**Vorliegender Text**
____________________

Die Bürger der DDR machten im Sommer 1990 Erfahrungen, die vielen Westdeutschen bis zum März 2020 erspart blieben. Das Virus Covid-19 hat das geändert. Die weltweite Pandemie führte zu großen Verunsicherungen. Klare Gewissheiten verschwanden. Liebgewordene Gewohnheiten und Selbstverständlichkeiten lösten sich binnen weniger Tage auf. Wird man seinen Arbeitsplatz behalten? Reicht das Geld bis zum Monatsende? Muss man Notvorräte anlegen? Kann man im Sommer eine Urlaubsreise planen? Den meisten Ostdeutschen war diese chaotische Gefühlswelt nicht ganz unbekannt.
Im Sommer 1990, vor 30 Jahren, bewegten sie ähnliche Fragen. Die deutsche Einheit stand bevor. Tamara Danz sang vom »Traumpaar des Jahrhunderts/Die Schlampe und der Held«. Sozusagen als Verlobung trat am 1. Juli 1990 die »Währungs-, Wirtschafts- und Sozialunion zwischen der Bundesrepublik Deutschland und der Deutschen Demokratischen Republik« in Kraft, in deren Folge ein einheitliches Währungsgebiet mit der Deutschen Mark als gemeinsamer Währung entstand. Wie sah es in diesem Frühsommer in Cottbus aus?
Cottbus nach der Kommunalwahl
In der Antrittsrede nach seiner Wahl am 26. Mai schätzte Oberbürgermeister Waldemar Kleinschmidt die Situation in der Stadt realistisch ein: »Umwandlungen volkseigener Betriebe in Kapitalgesellschaften, das Überschwemmen des Marktes mit westdeutschen Produkten und die Suche nach finanziell potenten Partnern bestimmen die Lage ebenso, wie das Ansteigen der Arbeitslosigkeit. Mit dieser verbreiten sich Unsicherheit und Existenzangst. Gerüchte und Halbwahrheiten verstärken die Sorgen der Menschen. Die ungeklärte Rechtslage nutzen einheimische und auswärtige Hasardeure zu Spekulationsgeschäften.« Andererseits blickten die Fraktionen der Stadtverordnetenversammlung auf Monate guter Zusammenarbeit am Runden Tisch zurück. Hier waren Weichen für die Zukunft gestellt worden.

____________________

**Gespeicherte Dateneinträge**
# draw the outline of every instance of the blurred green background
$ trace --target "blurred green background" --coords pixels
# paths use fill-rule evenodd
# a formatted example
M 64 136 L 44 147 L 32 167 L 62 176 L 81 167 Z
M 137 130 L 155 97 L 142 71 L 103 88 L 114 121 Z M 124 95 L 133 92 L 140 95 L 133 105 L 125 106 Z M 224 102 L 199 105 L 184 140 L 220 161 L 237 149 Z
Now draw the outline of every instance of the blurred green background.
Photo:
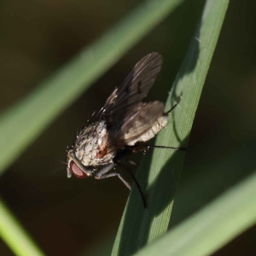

____________________

**Aufgabe**
Gib den Text über Cottbus im Sommer 1990 erneut wieder, beginnend bei „Im Sommer 1990, vor“ und endend bei „in Cottbus aus?“. Ändere darin „Deutschen Mark“ in „D-Mark“.

**Lösung**
Im Sommer 1990, vor 30 Jahren, bewegten sie ähnliche Fragen. Die deutsche Einheit stand bevor. Tamara Danz sang vom »Traumpaar des Jahrhunderts/Die Schlampe und der Held«. Sozusagen als Verlobung trat am 1. Juli 1990 die »Währungs-, Wirtschafts- und Sozialunion zwischen der Bundesrepublik Deutschland und der Deutschen Demokratischen Republik« in Kraft, in deren Folge ein einheitliches Währungsgebiet mit der D-Mark als gemeinsamer Währung entstand. Wie sah es in diesem Frühsommer in Cottbus aus?